Stabilisci se queste affermazioni concordano con il testo sui limiti elettromagnetici, rispondendo sì o no e citando alla lettera le parole del testo che lo provano. 1. Il testo sostiene che esistono ragioni tecniche per innalzare i limiti di legge. 2. Il testo chiede al Governo italiano di lasciare invariati i limiti vigenti. 3. Secondo il testo, l'emergenza Covid-19 ha messo in luce il problema del digital divide.

(Blocco di testo)
......

2 aprile 2021

La diffusione della banda ultralarga è fondamentale al Paese, l’aumento dell’esposizione no.

In Italia si discute sempre di più della necessità di innalzare i limiti di legge in tema di elettromagnetismo per cogliere appieno le potenzialità dello sviluppo della tecnologia 5G. Eppure non esiste nessuna ragione tecnica, se non quella economica, per farlo. Esistono invece ragioni sanitarie, anche ormai piuttosto evidenti, per evitare che questo accada. Per questo chiediamo al Governo italiano di mantenere inalterati i limiti vigenti.

Condividiamo la necessità di digitalizzazione del nostro Paese: l’emergenza Covid-19 ha fatto emergere con forza il problema cronico dell'Italia legato al cosiddetto digital divide. Criticità che ha messo a dura prova la possibilità di accesso ai servizi telematici in molte parti del Paese, a partire dal mondo della scuola e del lavoro, mettendo in evidenza disuguaglianze tra territori e persone che rischiano di diventare incolmabili.

......

(Dati da analizzare)
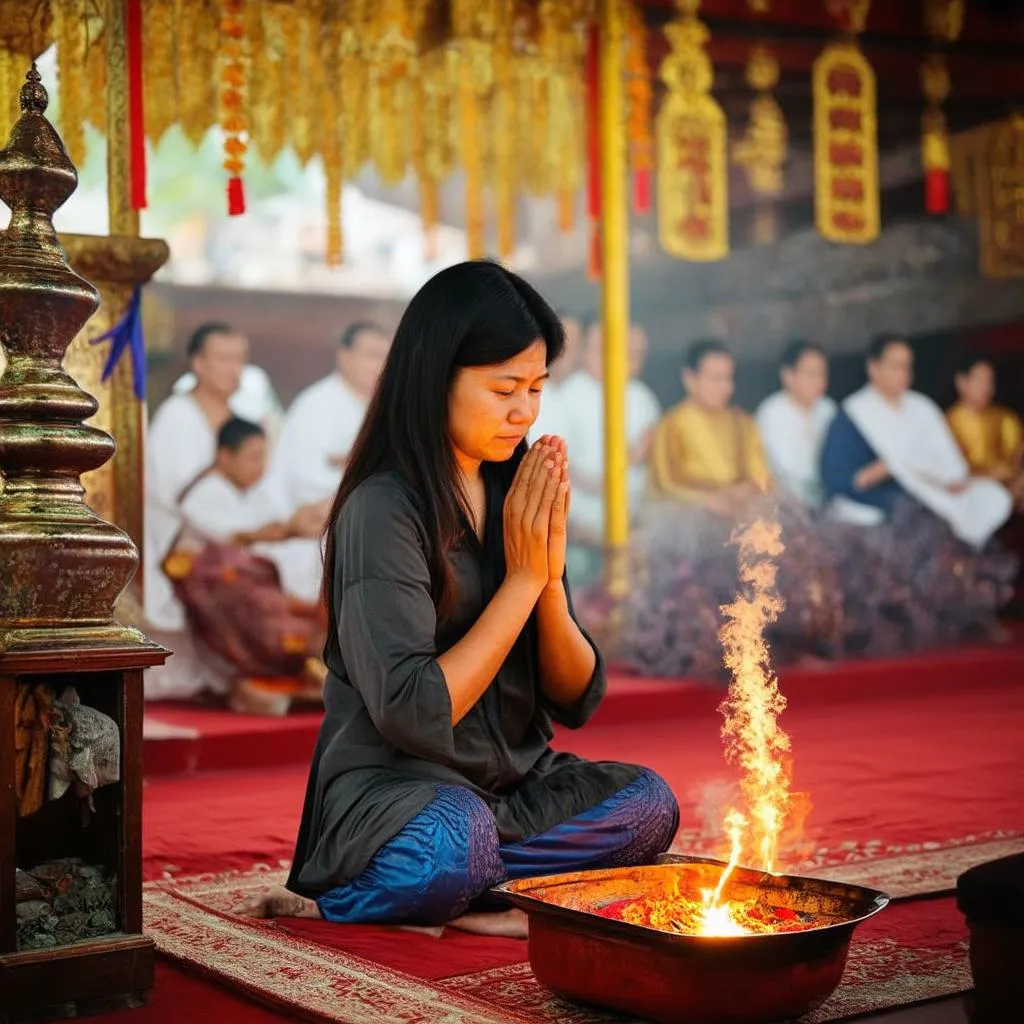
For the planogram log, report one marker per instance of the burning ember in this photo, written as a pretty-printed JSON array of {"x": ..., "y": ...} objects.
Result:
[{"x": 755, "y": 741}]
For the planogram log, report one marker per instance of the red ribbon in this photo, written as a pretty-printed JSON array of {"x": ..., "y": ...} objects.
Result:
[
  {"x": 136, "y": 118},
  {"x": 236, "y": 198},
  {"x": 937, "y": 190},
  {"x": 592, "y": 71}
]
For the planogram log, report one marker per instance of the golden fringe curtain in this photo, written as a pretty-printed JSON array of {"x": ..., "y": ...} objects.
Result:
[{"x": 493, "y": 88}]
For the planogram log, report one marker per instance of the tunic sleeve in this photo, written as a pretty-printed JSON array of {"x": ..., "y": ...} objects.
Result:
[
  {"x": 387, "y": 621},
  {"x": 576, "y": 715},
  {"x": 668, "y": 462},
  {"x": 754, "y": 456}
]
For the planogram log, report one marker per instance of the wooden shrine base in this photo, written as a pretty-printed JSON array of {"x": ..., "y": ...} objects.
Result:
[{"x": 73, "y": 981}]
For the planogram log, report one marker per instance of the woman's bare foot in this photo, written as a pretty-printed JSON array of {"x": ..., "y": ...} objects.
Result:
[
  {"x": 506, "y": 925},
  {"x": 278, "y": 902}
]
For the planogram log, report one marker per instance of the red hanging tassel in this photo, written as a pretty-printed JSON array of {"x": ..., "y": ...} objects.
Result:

......

(Compito svolto)
1. No: «non esiste nessuna ragione tecnica, se non quella economica, per farlo».
2. Sì: «chiediamo al Governo italiano di mantenere inalterati i limiti vigenti».
3. Sì: «l’emergenza Covid-19 ha fatto emergere con forza il problema cronico dell'Italia legato al cosiddetto digital divide».